START Text segment
According to Pliny, there were two kinds of villas, the villa urbana, which was a country seat that could be reached
from Rome (or another city), and the villa rustica, the farm-house estate, occupied by the servants who had charge
generally of the estate. There were a concentration of Imperial villas near the Bay of Naples, especially on the Isle of Capri, at Monte Circeo on the coast and at
Antium (Anzio). Wealthy Romans escaped the summer heat in the hills round Rome,
especially around Frascati (cf
Hadrian's Villa).
Cicero is said to have possessed no less than seven villas, the oldest of which was
near Arpinum, which he inherited. Pliny the Younger had three or
four, of which the example near Laurentium is the best known from his descriptions.
Roman writers refer with satisfaction to the self-sufficiency of their villas, where they drank their own wine and pressed
their own oil, a symptom of the increasing economic fragmentation of the Roman empire. When complete working villas were donated
to the Christian church, they served as the basis for monasteries that
survived the disruptions of the Gothic
War and the Lombards. An outstanding example of such a villa-turned-monastery
was Montecassino.
END Text segment
START Recorded information
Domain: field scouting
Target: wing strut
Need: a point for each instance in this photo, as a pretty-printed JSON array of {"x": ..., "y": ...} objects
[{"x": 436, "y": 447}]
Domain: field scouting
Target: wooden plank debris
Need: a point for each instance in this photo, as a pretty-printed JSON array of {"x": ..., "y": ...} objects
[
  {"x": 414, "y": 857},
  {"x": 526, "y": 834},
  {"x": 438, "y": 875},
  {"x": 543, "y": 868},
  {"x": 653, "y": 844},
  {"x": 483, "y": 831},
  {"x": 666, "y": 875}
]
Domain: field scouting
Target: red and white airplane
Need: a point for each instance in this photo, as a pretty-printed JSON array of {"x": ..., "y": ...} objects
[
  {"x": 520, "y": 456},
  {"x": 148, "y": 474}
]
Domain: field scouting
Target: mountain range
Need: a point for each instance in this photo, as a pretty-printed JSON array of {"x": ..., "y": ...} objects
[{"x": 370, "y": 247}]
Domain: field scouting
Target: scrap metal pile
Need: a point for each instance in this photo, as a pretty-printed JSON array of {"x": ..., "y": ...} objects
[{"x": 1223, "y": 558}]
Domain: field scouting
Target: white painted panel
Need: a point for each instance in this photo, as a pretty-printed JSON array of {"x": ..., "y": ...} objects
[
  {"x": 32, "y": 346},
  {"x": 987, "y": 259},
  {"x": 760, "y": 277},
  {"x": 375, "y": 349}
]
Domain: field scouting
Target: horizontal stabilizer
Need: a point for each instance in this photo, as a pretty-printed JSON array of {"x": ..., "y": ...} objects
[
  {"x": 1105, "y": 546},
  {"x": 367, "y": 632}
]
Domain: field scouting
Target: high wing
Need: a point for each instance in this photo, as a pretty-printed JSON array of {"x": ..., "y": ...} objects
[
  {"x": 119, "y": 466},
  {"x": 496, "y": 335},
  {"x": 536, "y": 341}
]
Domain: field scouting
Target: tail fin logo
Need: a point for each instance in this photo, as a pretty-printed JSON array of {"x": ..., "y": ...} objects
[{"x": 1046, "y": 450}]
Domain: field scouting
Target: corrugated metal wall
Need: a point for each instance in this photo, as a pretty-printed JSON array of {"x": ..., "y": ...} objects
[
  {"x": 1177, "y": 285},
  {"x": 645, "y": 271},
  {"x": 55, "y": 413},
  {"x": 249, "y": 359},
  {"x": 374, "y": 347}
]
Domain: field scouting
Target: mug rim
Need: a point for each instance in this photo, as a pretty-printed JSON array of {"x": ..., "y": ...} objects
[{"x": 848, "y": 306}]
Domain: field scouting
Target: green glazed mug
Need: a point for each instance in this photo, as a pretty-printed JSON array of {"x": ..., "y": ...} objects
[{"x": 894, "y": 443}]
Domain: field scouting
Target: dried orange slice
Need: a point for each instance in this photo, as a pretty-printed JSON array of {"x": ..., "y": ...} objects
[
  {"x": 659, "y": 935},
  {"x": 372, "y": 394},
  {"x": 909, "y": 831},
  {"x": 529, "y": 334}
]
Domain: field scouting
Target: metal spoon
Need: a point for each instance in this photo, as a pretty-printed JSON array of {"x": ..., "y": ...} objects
END Recorded information
* Problem requirements:
Retype the passage on Roman villas word for word, starting at "Roman writers refer" and ending at "was Montecassino.".

* Exercise solution:
Roman writers refer with satisfaction to the self-sufficiency of their villas, where they drank their own wine and pressed
their own oil, a symptom of the increasing economic fragmentation of the Roman empire. When complete working villas were donated
to the Christian church, they served as the basis for monasteries that
survived the disruptions of the Gothic
War and the Lombards. An outstanding example of such a villa-turned-monastery
was Montecassino.